[Task material — start]
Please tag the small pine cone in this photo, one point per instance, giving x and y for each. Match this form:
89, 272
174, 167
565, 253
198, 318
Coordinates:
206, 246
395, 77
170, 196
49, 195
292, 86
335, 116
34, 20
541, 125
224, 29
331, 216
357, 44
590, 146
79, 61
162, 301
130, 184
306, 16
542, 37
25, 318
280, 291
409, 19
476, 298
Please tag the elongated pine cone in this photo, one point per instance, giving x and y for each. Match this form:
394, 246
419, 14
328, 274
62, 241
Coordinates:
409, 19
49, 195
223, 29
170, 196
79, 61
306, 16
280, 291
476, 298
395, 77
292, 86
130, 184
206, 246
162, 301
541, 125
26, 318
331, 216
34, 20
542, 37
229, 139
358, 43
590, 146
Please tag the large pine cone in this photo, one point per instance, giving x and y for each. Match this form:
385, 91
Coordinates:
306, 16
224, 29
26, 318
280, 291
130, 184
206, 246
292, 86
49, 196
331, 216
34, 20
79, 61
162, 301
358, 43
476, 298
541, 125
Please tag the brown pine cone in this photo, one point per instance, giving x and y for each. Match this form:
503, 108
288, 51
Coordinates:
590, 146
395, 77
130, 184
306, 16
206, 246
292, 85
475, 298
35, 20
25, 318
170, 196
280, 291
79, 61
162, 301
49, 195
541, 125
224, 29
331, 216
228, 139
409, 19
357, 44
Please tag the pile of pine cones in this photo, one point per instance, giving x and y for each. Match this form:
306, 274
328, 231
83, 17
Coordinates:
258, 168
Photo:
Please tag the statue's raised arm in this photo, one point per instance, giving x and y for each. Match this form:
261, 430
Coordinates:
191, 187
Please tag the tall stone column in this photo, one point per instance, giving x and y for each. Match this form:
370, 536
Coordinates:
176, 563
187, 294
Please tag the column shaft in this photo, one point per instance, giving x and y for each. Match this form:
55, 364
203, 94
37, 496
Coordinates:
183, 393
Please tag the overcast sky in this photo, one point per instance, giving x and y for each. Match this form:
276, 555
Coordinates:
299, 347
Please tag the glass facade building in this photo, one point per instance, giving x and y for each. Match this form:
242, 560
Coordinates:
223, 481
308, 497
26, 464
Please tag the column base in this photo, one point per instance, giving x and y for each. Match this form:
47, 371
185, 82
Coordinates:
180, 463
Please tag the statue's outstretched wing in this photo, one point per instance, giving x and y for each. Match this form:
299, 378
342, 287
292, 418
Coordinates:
[Task material — finish]
Every line in the records above that contains the word "column" should be copied out.

Please tag the tall stone column in this photo, one point per instance, giving x and y for each. Match this form:
Please tag the column shaft in this photo, one point per instance, giving x and y for each. Match this form:
Please tag the column base in this photo, one point per instance, giving x and y for each. Match this form:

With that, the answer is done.